(SELECTION):
It’s high time for property developers to implement effective anti-money laundering requirements | Real Estate Asia
, Singapore

It’s high time for property developers to implement effective anti-money laundering requirements

By Marc Anley and Kalyani Vasan

Singapore’s real estate sector will soon see a tightening of its customer and transaction due diligence requirements. From 28 June 2023, property developers will need to implement enhanced measures to prevent money laundering and terrorism financing. This will include the requirement to conduct customer due diligence (CDD) checks on new and existing property purchasers.

These requirements will be regulated under the Housing Developers (Control & Licensing) Act and Sale of Commercial Properties Act. These new rules have been put in place by the Urban Redevelopment Authority (URA) to tackle the risk of money laundering and terrorism financing in the real estate sector.

It will be mandatory for developers to conduct due diligence checks on purchasers, notify purchasers (in the prescribed form) of the documents and information that developers must obtain, and keep proper records of these checks. If they suspect any money laundering or terrorism financing activity, developers will need to submit a report to the Suspicious Transaction Reporting Office of the Commercial Affairs Department.

(STORED RECORDS):
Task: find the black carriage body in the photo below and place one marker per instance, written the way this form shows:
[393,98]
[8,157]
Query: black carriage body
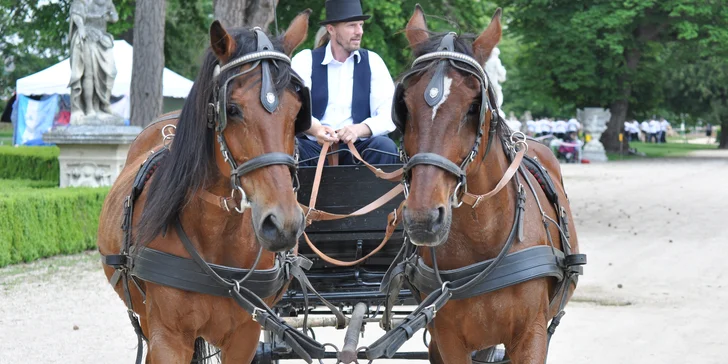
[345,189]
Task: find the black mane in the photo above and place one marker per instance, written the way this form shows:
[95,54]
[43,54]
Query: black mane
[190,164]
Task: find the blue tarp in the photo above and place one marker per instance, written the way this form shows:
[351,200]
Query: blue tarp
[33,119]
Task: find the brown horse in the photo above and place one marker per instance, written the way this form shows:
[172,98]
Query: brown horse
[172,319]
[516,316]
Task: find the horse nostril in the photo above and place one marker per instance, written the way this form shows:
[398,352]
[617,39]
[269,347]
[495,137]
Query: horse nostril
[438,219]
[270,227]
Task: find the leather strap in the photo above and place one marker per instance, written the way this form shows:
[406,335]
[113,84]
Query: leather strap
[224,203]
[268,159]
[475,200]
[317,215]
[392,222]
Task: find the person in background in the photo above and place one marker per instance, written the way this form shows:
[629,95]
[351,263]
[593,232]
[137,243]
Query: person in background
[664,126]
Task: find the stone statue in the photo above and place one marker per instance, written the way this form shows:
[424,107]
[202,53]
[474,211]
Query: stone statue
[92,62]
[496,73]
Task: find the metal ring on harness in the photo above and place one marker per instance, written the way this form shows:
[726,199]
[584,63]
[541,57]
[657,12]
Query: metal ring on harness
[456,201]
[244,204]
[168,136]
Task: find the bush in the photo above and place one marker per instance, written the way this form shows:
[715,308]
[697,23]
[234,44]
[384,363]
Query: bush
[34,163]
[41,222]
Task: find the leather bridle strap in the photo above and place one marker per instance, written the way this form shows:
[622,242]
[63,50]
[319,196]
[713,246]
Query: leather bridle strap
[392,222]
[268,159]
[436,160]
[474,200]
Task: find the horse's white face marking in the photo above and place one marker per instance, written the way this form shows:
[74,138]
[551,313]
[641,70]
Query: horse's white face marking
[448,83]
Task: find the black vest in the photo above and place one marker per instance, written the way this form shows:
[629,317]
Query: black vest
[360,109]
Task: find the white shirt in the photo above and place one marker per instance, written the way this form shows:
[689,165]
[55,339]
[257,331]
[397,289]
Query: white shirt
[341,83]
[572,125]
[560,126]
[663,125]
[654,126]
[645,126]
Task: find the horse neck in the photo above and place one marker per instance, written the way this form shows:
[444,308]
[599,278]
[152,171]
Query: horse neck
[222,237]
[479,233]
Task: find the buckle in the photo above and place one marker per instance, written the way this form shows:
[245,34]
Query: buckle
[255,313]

(TO BE DONE): In the article on anti-money laundering rules for property developers, list every action that the paragraph beginning "It will be mandatory" requires of developers. Rely only on the article about anti-money laundering rules for property developers.

(TASK RESULT):
- Conduct due diligence checks on purchasers.
- Notify purchasers, in the prescribed form, of the documents and information that developers must obtain.
- Keep proper records of these checks.
- Submit a report to the Suspicious Transaction Reporting Office of the Commercial Affairs Department if they suspect any money laundering or terrorism financing activity.